◆ **EXERCISE DETAILS**
Take the line that contains "player running, which" as the first line and the last line of the material below as the final one; reproduce exactly the lines between, inclusive.

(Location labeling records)

________

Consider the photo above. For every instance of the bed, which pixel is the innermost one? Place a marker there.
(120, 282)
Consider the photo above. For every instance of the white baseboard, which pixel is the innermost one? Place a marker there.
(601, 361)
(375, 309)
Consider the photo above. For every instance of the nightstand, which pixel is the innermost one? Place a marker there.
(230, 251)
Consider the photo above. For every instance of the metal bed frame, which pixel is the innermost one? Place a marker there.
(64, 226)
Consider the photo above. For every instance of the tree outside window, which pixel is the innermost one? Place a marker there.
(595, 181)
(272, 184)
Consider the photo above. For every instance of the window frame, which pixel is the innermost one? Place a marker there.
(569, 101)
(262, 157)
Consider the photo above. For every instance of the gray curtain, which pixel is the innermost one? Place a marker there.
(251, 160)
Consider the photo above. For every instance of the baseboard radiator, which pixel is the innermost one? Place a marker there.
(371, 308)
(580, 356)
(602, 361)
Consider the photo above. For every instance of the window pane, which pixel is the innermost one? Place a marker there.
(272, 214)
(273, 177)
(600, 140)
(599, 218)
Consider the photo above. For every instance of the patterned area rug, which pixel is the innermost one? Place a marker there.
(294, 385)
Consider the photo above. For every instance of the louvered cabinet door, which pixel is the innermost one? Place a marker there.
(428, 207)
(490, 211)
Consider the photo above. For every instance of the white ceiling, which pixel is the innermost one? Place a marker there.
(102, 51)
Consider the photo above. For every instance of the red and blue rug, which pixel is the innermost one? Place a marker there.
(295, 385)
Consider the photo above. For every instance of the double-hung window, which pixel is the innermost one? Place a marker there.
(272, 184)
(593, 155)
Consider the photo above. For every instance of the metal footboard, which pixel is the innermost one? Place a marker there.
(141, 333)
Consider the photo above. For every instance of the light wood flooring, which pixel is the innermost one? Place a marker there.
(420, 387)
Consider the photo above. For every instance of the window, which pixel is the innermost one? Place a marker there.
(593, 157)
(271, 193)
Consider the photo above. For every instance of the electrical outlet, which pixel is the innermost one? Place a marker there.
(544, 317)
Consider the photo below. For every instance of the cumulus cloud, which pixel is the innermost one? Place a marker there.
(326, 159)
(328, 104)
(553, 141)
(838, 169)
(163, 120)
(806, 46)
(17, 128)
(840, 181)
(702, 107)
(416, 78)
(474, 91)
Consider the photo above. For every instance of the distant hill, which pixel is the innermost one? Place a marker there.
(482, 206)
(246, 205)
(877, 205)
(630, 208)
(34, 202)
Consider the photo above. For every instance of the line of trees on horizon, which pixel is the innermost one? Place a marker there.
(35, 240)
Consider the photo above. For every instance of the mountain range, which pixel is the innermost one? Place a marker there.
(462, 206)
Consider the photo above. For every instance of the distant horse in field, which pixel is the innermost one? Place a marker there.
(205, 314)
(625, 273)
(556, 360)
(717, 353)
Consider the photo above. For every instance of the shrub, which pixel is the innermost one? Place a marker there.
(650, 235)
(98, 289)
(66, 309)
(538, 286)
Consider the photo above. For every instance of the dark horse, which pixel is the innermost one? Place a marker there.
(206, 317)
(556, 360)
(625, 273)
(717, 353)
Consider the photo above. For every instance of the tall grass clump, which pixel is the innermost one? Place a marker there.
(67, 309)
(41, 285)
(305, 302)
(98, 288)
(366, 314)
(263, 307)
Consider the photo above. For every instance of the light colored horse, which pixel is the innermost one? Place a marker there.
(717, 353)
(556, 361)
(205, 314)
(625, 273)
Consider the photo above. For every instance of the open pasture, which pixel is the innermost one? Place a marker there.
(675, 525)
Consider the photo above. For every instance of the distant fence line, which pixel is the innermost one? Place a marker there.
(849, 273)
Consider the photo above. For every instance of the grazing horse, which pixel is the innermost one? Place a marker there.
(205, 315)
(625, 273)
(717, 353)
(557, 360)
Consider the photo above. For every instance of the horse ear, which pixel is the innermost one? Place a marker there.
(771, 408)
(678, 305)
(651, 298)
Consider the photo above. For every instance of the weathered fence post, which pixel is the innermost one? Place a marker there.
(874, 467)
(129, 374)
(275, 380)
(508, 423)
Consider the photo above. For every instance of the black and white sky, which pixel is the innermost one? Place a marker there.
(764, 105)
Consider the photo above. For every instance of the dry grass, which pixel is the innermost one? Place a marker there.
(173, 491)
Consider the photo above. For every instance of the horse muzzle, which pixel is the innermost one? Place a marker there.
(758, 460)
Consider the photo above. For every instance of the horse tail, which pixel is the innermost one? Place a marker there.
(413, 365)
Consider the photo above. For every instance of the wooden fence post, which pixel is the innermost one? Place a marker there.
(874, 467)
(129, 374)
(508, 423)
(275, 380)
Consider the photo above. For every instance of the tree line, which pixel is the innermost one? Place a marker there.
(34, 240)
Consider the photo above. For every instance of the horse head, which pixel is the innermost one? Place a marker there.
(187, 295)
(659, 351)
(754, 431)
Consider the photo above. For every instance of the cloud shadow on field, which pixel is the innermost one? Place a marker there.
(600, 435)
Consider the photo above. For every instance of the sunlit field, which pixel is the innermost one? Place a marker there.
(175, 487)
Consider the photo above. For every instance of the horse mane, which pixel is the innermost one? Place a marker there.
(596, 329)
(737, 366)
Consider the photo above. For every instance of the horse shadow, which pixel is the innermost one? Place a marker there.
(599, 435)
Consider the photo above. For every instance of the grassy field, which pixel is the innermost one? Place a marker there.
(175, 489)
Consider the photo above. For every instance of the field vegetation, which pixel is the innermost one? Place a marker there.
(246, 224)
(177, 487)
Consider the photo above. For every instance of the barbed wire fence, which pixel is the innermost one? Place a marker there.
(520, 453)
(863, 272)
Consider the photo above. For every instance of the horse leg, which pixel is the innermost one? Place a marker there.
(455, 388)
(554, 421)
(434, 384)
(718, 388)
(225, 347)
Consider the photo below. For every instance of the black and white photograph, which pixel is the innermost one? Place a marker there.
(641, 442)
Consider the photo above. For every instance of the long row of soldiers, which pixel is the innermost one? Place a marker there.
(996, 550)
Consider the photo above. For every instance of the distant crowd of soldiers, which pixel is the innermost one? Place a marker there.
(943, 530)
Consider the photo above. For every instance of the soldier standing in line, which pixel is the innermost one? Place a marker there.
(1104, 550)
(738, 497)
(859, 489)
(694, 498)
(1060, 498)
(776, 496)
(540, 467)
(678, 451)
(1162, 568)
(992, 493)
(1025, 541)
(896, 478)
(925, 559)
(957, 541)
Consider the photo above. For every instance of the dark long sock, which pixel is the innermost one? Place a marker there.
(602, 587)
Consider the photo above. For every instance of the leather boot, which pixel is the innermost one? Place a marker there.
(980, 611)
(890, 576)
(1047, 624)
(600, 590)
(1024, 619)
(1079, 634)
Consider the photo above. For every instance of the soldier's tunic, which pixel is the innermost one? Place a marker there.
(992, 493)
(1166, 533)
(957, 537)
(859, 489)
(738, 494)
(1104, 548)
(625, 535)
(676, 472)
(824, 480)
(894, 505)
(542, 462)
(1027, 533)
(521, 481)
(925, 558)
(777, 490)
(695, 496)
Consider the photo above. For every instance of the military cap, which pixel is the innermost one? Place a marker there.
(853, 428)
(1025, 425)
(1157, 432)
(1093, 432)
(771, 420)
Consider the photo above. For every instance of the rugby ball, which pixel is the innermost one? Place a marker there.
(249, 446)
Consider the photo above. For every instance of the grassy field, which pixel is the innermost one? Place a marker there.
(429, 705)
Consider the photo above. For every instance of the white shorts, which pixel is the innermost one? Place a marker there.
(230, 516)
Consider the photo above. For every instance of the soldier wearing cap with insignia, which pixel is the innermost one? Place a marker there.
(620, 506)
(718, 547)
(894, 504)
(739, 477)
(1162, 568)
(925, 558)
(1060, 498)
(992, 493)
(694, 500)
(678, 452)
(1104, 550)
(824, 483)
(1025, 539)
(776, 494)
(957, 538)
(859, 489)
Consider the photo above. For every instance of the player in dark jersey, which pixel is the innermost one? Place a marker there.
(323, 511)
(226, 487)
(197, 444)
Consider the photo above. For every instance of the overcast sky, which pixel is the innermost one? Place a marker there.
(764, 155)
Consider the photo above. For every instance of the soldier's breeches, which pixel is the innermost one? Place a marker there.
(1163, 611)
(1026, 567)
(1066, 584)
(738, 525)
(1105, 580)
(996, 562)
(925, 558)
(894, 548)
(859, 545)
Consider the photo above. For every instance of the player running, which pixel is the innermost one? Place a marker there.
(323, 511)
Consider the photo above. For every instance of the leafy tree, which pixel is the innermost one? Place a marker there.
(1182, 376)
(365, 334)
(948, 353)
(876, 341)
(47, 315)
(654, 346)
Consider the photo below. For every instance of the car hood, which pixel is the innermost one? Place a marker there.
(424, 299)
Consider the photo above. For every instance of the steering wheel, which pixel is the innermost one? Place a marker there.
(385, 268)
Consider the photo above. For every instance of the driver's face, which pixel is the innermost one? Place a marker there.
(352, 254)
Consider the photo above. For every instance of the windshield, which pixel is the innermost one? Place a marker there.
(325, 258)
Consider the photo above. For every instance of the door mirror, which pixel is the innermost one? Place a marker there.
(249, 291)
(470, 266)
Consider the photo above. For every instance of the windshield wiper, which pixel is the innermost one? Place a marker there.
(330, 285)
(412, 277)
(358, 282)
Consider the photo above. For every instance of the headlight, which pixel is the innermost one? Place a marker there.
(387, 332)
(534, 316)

________

◆ **RESPONSE FOR THIS EXERCISE**
Consider the photo above. For every instance of the player running, which pixel is the innermost one? Place a marker there.
(323, 511)
Consider the photo above. For every instance of the leafy tree, which pixel is the innermost one? Place a marker there.
(1182, 376)
(365, 334)
(948, 353)
(876, 341)
(47, 315)
(654, 346)
Consider the photo below. For every instance of the car hood, which pixel is the innermost one? Place a marker there.
(424, 299)
Consider the photo above. For every instance of the steering wheel, which pixel is the innermost one? Place a marker there.
(385, 268)
Consider the photo above. For every instance of the driver's face, which pixel is the innermost one? Place a marker there.
(352, 254)
Consider the photo above. For every instance of the windshield, which pixel is the innermost one? Place a marker there.
(325, 258)
Consider the photo above. For every instance of the door mirror, which pixel is the innermost one? Place a marker there.
(249, 291)
(470, 266)
Consider the photo above. For every instance of the windshield wiper, which pixel is the innermost one? Place a marker there.
(330, 285)
(412, 277)
(358, 282)
Consider the photo above. For every instance of the headlight, which pixel is the innermost one? Place a marker there.
(387, 332)
(534, 316)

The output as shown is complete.